Stored entries

--*--

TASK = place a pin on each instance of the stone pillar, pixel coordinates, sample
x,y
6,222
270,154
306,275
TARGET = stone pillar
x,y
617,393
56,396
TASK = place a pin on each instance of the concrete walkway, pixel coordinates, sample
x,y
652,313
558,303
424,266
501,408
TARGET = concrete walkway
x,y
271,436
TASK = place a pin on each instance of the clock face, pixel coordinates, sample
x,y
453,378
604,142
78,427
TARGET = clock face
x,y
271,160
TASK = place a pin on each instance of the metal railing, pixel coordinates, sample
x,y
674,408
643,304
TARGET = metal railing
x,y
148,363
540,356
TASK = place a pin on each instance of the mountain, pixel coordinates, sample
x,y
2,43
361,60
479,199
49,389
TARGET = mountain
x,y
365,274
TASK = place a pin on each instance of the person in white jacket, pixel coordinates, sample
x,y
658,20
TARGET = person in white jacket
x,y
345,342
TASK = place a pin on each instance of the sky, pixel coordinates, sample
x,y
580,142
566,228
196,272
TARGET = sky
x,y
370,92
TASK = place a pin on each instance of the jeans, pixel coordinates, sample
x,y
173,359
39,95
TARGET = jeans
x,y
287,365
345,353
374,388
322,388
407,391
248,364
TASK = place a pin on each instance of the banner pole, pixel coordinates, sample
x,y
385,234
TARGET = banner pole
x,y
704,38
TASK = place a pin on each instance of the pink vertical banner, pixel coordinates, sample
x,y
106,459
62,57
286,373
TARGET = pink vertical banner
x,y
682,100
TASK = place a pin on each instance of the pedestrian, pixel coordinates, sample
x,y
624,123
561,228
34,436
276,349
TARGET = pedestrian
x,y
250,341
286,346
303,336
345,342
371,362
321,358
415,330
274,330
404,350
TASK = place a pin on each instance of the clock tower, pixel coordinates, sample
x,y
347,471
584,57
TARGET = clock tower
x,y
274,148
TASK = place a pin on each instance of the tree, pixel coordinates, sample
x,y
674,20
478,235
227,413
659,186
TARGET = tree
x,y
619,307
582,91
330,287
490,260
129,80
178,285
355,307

--*--

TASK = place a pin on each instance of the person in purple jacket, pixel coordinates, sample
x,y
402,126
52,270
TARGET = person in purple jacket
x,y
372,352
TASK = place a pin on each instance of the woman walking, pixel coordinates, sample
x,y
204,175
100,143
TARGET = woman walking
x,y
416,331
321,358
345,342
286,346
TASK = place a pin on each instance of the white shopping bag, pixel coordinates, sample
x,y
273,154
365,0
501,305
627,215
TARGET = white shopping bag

--*--

Look through the data above. Copy every line with the string "shopping" in it.

**Solved exercise:**
TASK = place a pin on each instance of the white shopping bag, pixel coordinates, sample
TARGET = white shopping bag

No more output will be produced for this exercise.